- **Extracted text**
Artediellus is a genus of marine ray-finned fishes belonging to the family Psychrolutidae, the marine sculpins. Most of the fishes in this genus are found in the northern Pacific Ocean but they also occur in the Arctic and North Atlantic Oceans.

==Taxonomy==
Artediellus was first proposed as a monospecific genus in 1885 by the American ichthyologist David Starr Jordan with Cottus uncinatus, which was described in 1834 from Greenland by the Danish zoologist Johan Reinhardt, as its only species and designated as its type species. The 5th edition of Fishes of the World classifies the genus Artediellus within the subfamily Cottinae of the family Cottidae, however, other authors classify the genus within the subfamily Psychrolutinae of the family Psychrolutidae.

==Etymology==
Artediellus is a diminutive of Artedius, a genus of similar fishes but these do not have the naked body and head of Artediellus.

==Species==
There are currently fifteen recognized species in this genus, which are split into two subgenera:

- Subgenus Artediellus D. S. Jordan, 1885
  - Artediellus aporosus Soldatov, 1922
  - Artediellus atlanticus D. S. Jordan & Evermann, 1898 (Atlantic hookear sculpin)
  - Artediellus camchaticus C. H. Gilbert & Burke, 1912
  - Artediellus gomojunovi Taranetz, 1933
  - Artediellus ingens D. W. Nelson, 1986
  - Artediellus miacanthus C. H. Gilbert & Burke, 1912
  - Artediellus neyelovi Muto, Yabe & Amaoka, 1994
  - Artediellus ochotensis C. H. Gilbert & Burke, 1912
  - Artediellus pacificus C. H. Gilbert, 1896 (Hookhorn sculpin)
  - Artediellus scaber Knipowitsch, 1907 (Hamecon)
  - Artediellus schmidti Soldatov, 1915
  - Artediellus uncinatus (J. C. H. Reinhardt, 1834) (Arctic hookear sculpin)

- **Entries supplied**
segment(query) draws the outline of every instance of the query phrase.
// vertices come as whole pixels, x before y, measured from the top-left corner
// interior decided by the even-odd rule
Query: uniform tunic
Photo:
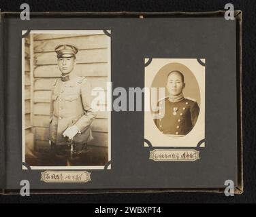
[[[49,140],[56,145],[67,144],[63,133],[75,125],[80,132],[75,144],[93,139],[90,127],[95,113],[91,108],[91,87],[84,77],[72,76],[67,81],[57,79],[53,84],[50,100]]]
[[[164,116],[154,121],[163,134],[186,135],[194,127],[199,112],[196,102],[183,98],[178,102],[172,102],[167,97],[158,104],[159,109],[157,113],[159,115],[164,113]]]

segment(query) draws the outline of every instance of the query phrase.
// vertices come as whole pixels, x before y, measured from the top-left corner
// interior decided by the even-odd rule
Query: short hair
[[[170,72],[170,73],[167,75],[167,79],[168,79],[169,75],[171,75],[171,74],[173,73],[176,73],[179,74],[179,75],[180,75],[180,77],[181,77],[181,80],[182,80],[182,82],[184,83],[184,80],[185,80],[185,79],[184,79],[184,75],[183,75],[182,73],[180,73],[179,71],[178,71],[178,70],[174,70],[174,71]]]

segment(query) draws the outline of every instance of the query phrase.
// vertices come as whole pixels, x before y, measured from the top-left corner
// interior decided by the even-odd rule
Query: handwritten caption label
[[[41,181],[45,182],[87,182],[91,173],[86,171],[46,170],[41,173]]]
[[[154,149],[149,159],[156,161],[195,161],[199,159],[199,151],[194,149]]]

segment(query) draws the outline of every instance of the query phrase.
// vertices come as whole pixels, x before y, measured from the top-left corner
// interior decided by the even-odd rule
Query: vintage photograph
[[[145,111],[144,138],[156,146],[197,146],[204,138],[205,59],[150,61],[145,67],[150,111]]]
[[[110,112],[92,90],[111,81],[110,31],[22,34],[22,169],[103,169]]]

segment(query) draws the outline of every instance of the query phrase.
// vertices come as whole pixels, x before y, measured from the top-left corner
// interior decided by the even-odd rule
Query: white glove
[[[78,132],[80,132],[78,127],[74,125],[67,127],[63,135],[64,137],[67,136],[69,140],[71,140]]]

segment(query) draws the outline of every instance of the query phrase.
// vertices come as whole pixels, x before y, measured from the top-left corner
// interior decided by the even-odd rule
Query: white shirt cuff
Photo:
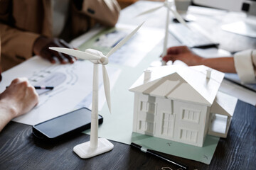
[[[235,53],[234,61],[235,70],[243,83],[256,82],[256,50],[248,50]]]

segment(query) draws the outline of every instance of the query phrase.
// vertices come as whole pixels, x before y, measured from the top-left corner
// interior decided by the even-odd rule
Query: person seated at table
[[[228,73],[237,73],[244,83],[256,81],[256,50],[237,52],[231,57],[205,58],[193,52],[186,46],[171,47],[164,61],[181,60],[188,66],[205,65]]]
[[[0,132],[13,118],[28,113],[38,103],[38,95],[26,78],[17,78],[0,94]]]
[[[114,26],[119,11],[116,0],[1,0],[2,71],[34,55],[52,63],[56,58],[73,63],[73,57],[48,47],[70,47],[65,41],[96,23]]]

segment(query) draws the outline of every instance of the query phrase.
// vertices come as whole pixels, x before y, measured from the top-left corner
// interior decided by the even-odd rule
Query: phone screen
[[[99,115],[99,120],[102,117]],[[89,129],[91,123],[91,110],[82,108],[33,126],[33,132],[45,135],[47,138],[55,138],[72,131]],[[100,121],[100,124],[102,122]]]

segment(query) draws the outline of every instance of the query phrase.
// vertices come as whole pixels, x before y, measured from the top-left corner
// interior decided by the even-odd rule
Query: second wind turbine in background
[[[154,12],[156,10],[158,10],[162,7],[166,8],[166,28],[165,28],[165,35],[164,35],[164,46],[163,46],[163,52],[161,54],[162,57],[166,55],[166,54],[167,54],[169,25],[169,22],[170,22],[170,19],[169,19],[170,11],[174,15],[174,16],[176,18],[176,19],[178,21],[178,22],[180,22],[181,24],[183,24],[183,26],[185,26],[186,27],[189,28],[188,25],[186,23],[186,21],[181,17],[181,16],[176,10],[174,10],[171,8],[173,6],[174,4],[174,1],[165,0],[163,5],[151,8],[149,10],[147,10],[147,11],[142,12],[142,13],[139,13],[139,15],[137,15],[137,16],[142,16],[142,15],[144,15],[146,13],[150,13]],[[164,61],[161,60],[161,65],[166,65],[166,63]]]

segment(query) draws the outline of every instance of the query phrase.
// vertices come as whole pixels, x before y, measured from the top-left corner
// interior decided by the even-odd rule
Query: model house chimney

- **Problems and tasks**
(a) In the Artediellus text:
(i) In what year did David Starr Jordan first propose Artediellus as a genus?
(ii) Artediellus is a diminutive of which genus name?
(iii) What common name is given for Artediellus pacificus?
(b) From the Artediellus text, output the part that opens with the words "Artediellus is a genus" and closes with "the family Psychrolutidae.", copied character for character.

- **Task results**
(a)
(i) 1885
(ii) Artedius
(iii) Hookhorn sculpin

(b)
Artediellus is a genus of marine ray-finned fishes belonging to the family Psychrolutidae, the marine sculpins. Most of the fishes in this genus are found in the northern Pacific Ocean but they also occur in the Arctic and North Atlantic Oceans.

==Taxonomy==
Artediellus was first proposed as a monospecific genus in 1885 by the American ichthyologist David Starr Jordan with Cottus uncinatus, which was described in 1834 from Greenland by the Danish zoologist Johan Reinhardt, as its only species and designated as its type species. The 5th edition of Fishes of the World classifies the genus Artediellus within the subfamily Cottinae of the family Cottidae, however, other authors classify the genus within the subfamily Psychrolutinae of the family Psychrolutidae.